» **Exercise prompt**:
Retype the budget-cuts article word for word, starting with "The propertied rulers’" and going on through "of working people.".

» **Excerpted text**:
Vol. 77/No. 10 March 18, 2013
Sharp fall in capital expenditures in U.S. as percentage of gross domestic product reflects employers’ shrinking investment in new buildings and equipment to expand production and hiring. Government cuts and tax hikes are among rulers’ reactions to financial and fiscal crises precipitated by world capitalism’s contraction in production, trade and jobs. |
The “automatic” budget cuts come just months after the government raised payroll taxes from 4.2 to 6.2 percent, back to the levels they were before 2011, a measure which cuts particularly deep into the income of workers. Meanwhile, cuts in social services and other items that above all affect working people are also being carried out at the state and local level across the country.
The propertied rulers’ “fiscal crisis,” like their banking and financial crises, are consequences of a contraction in production, employment and trade that is worldwide in scope and flows from the normal workings of capitalism. Despite record-low interest rates in the U.S. over the past several years, ostensibly designed to “stimulate” economic growth, companies are investing less and less in production-expanding equipment and hiring (see chart on front page).
With no way to reverse the contraction, bosses are going after our wages and working conditions on the job as they cut social services and implement regressive tax measures, all aimed at foisting maximum burden for the crisis of capitalism on the backs of working people.

» **Data for analysis**:
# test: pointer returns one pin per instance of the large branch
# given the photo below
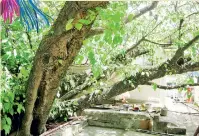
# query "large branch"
(141, 12)
(55, 54)
(173, 87)
(138, 79)
(128, 19)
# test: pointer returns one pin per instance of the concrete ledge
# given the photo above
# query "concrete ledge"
(176, 129)
(117, 119)
(68, 129)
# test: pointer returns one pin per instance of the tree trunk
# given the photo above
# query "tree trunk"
(56, 52)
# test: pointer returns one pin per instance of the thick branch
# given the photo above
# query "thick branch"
(161, 44)
(142, 11)
(139, 79)
(181, 50)
(136, 15)
(172, 87)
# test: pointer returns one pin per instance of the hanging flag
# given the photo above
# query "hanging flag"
(31, 16)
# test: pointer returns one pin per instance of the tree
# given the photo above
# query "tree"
(110, 39)
(56, 52)
(120, 83)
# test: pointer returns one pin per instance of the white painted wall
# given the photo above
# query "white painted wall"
(146, 93)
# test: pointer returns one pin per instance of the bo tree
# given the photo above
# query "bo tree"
(112, 38)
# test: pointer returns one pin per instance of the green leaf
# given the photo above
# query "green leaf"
(78, 26)
(96, 71)
(8, 120)
(117, 39)
(108, 36)
(60, 61)
(69, 25)
(84, 22)
(154, 86)
(20, 108)
(130, 17)
(24, 72)
(91, 57)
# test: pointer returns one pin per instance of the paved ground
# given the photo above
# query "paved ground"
(98, 131)
(178, 116)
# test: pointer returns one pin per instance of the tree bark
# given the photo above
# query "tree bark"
(55, 54)
(140, 79)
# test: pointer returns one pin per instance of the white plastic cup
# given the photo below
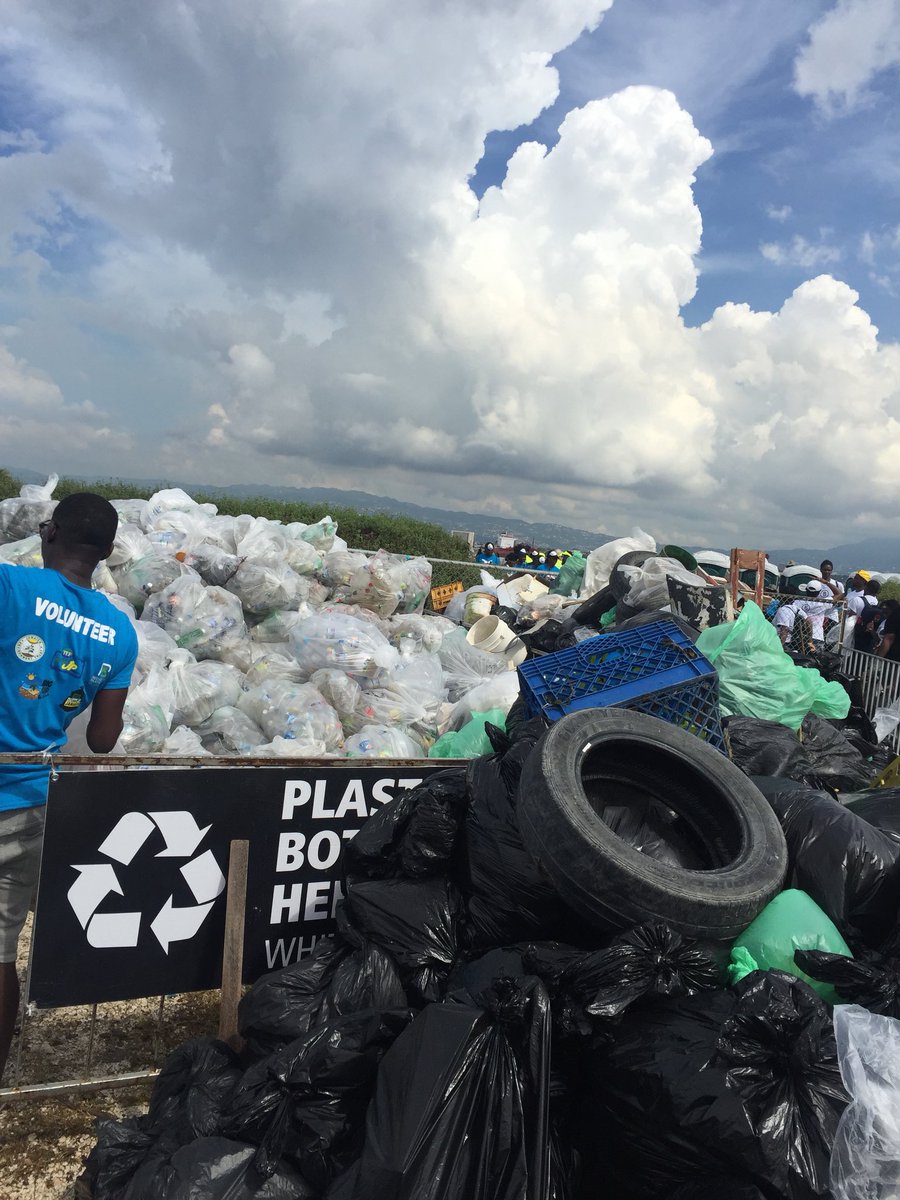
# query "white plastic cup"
(490, 634)
(478, 604)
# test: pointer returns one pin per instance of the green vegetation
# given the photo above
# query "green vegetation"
(9, 484)
(363, 531)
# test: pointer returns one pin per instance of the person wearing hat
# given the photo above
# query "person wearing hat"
(828, 587)
(856, 588)
(809, 607)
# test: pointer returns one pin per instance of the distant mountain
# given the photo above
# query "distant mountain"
(871, 553)
(485, 526)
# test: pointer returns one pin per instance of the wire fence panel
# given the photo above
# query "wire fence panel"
(880, 681)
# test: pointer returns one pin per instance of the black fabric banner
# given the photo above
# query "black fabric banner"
(131, 899)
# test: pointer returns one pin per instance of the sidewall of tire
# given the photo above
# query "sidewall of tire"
(611, 882)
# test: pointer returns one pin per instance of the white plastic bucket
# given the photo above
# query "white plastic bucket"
(490, 634)
(478, 605)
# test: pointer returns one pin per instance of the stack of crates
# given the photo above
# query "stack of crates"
(653, 669)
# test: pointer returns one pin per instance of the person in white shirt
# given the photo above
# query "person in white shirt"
(810, 607)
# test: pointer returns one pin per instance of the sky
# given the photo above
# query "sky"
(609, 263)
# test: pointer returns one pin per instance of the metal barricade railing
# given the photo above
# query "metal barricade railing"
(880, 682)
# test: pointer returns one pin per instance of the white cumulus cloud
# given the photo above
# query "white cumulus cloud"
(283, 276)
(847, 48)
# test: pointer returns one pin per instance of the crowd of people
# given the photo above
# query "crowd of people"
(539, 562)
(871, 624)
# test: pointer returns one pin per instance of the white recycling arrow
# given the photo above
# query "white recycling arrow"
(181, 833)
(94, 883)
(204, 877)
(107, 930)
(127, 837)
(173, 924)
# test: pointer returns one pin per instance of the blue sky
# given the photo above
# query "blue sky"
(603, 262)
(780, 168)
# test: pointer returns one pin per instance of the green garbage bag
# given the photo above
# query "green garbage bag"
(571, 574)
(471, 741)
(756, 678)
(791, 922)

» **Task result**:
The propertied rulers’ “fiscal crisis,” like their banking and financial crises, are consequences of a contraction in production, employment and trade that is worldwide in scope and flows from the normal workings of capitalism. Despite record-low interest rates in the U.S. over the past several years, ostensibly designed to “stimulate” economic growth, companies are investing less and less in production-expanding equipment and hiring (see chart on front page).
With no way to reverse the contraction, bosses are going after our wages and working conditions on the job as they cut social services and implement regressive tax measures, all aimed at foisting maximum burden for the crisis of capitalism on the backs of working people.